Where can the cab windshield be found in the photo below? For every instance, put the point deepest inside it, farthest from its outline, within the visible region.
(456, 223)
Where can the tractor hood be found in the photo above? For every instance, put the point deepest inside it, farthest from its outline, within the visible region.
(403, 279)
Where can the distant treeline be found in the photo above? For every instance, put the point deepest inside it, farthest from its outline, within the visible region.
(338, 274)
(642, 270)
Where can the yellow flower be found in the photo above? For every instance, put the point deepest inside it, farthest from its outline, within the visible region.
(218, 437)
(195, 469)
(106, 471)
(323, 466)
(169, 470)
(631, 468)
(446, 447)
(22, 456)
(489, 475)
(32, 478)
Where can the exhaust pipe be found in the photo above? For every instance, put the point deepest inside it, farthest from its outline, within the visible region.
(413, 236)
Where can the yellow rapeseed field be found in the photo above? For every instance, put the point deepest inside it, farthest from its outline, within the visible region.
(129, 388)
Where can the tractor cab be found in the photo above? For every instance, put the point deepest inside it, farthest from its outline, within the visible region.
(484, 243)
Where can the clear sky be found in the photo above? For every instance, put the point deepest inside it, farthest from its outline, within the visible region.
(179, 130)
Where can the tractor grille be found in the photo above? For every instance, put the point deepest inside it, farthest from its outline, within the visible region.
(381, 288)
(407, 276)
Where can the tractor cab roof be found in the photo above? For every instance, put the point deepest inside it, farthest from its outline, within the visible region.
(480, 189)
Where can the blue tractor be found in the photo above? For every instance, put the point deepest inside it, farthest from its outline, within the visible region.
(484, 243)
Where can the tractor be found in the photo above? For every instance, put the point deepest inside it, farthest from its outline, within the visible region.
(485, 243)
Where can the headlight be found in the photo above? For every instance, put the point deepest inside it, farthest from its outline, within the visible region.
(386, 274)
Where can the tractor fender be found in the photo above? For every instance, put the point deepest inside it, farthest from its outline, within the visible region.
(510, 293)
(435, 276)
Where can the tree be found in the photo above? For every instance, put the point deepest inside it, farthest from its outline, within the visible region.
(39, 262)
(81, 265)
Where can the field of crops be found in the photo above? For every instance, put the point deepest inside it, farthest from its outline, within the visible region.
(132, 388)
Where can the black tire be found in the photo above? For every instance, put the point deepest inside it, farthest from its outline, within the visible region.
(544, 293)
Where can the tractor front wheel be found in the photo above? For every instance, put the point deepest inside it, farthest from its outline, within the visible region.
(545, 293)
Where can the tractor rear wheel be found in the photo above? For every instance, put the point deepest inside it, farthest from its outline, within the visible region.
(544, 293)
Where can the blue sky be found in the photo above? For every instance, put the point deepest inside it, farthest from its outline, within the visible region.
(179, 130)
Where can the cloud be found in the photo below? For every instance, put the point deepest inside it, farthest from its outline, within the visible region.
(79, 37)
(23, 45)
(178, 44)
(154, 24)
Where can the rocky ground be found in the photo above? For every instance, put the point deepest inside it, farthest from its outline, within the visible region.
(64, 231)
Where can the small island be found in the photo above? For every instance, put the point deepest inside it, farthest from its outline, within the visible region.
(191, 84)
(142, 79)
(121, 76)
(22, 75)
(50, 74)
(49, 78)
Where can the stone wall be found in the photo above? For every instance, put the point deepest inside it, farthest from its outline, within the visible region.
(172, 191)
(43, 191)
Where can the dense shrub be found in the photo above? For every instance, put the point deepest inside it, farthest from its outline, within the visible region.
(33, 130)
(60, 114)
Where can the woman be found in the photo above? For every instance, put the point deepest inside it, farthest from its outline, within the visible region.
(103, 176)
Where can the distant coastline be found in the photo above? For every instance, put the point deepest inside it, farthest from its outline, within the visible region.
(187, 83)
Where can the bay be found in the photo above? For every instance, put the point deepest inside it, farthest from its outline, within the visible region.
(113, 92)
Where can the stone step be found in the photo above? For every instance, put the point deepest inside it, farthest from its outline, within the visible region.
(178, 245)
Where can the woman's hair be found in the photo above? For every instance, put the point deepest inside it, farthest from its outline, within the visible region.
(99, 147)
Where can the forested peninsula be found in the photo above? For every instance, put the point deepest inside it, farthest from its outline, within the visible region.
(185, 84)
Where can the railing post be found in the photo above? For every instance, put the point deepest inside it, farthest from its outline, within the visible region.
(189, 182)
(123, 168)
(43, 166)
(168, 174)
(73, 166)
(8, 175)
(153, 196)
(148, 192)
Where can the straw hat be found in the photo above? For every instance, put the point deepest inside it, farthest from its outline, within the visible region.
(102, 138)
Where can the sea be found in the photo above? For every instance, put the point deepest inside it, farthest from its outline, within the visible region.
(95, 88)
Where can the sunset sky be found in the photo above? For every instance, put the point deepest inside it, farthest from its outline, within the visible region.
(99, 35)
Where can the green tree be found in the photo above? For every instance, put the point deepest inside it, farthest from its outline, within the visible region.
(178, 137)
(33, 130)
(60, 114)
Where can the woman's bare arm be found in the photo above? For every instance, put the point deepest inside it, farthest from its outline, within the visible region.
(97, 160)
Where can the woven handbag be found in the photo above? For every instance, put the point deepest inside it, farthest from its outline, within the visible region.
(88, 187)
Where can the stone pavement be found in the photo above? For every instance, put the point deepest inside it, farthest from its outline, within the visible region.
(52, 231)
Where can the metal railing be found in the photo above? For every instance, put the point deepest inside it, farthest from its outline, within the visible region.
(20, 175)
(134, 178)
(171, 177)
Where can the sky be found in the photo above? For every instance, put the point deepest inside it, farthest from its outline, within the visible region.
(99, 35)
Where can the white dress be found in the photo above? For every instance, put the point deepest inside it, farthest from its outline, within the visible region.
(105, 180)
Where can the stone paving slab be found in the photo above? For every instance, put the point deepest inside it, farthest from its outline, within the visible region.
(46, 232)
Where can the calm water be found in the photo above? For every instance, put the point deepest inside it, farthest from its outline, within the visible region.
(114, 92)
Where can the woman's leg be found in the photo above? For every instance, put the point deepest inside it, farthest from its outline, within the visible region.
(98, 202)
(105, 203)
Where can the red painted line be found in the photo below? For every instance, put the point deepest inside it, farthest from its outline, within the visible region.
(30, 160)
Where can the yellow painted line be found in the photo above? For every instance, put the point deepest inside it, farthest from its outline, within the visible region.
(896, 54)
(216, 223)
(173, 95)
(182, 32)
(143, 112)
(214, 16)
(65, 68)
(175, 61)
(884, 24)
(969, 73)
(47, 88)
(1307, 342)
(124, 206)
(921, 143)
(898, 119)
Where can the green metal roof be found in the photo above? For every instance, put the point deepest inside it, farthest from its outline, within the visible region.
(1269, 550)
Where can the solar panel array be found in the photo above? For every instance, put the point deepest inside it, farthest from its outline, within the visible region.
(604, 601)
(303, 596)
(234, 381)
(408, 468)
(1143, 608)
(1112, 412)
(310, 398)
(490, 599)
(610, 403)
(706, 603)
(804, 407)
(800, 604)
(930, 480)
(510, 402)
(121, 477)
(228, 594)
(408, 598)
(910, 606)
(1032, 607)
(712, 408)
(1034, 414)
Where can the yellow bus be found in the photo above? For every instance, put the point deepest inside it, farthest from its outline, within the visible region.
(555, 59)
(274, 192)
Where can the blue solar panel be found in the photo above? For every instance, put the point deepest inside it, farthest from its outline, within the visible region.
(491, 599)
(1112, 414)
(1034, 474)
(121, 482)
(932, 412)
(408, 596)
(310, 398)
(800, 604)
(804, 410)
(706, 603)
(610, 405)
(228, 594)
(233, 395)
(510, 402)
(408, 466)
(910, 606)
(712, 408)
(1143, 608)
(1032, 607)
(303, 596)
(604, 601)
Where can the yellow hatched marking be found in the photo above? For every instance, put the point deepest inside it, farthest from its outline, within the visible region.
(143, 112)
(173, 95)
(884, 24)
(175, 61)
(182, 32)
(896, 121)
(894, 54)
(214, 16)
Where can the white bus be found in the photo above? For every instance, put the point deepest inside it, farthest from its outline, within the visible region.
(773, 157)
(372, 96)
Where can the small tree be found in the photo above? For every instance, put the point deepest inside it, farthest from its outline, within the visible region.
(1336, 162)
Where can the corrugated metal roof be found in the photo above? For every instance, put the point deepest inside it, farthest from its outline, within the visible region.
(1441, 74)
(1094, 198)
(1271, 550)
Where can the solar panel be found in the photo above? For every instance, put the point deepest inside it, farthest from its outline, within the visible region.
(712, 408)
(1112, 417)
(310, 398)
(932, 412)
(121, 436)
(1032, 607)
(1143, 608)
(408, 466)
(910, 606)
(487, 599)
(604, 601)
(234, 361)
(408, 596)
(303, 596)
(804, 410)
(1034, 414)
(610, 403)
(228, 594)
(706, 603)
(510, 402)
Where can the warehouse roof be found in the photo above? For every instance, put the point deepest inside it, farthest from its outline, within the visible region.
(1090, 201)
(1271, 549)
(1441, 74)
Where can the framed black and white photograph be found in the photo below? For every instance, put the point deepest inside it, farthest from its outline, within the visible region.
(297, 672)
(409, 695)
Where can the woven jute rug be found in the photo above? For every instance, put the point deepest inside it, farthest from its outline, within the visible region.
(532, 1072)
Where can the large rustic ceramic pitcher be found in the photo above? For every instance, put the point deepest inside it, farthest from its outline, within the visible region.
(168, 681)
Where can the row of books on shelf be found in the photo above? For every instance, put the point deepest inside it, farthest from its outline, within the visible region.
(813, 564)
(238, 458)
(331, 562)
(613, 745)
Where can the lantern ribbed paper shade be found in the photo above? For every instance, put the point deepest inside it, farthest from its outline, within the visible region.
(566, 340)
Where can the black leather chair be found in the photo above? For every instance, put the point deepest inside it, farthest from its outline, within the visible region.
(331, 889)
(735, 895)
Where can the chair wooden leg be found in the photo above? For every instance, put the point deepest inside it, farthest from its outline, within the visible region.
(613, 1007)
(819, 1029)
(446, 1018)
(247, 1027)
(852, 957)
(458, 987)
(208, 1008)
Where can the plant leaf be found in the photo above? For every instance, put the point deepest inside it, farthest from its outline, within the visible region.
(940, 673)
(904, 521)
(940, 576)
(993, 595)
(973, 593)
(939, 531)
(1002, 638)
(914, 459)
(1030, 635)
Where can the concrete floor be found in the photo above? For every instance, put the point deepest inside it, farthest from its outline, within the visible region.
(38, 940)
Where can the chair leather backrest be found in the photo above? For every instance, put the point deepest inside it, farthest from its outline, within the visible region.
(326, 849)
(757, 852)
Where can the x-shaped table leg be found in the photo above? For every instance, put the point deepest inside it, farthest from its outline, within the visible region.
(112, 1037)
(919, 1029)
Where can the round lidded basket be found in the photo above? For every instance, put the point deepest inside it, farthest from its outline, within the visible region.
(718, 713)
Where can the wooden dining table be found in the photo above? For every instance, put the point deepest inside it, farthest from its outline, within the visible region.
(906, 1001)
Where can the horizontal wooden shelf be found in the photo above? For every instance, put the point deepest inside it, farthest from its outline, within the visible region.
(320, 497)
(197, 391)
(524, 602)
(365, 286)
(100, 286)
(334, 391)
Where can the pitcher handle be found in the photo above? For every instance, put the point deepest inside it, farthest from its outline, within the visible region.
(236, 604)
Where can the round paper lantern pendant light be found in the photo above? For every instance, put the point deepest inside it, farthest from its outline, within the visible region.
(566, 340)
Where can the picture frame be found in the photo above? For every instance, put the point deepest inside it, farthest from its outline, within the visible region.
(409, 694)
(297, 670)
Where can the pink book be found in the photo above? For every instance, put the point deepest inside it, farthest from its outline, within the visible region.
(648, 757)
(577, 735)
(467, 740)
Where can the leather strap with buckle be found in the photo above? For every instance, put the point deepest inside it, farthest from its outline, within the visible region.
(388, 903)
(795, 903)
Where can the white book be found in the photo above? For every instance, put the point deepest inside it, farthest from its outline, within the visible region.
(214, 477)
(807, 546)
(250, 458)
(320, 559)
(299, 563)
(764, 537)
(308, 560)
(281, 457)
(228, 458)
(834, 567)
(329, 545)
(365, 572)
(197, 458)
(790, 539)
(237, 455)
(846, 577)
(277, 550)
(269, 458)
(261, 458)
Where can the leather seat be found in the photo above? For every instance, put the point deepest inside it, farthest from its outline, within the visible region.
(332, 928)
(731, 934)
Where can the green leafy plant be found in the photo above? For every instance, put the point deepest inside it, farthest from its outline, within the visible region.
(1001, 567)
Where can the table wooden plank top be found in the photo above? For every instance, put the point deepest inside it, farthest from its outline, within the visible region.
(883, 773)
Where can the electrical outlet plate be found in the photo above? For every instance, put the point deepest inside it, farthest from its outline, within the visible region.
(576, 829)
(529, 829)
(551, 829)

• **WHAT NEEDS TO BE DONE**
Exactly as written, give again every line from the one containing "Where can the leather seat" through the last line of the material above, and no other lines.

• **RESULT OF THE TASK**
Where can the leather seat be found in the photo above? For every instance, put the point deepest inside it, farthest from its outline, within the visible region.
(332, 928)
(731, 934)
Where can the green leafy plant be found in the photo above? For every instance, put the point deepest inside it, farthest from its outline, within the visible region.
(1001, 567)
Where can the table wooden plank top be found in the photo above? For every instance, put the point deepest inside it, farthest from its outline, within the visible region.
(883, 773)
Where can the electrical outlet plate be found in the photo above? For every instance, put the point deepest inside it, farthest from its outline, within the visible region.
(576, 829)
(529, 829)
(551, 829)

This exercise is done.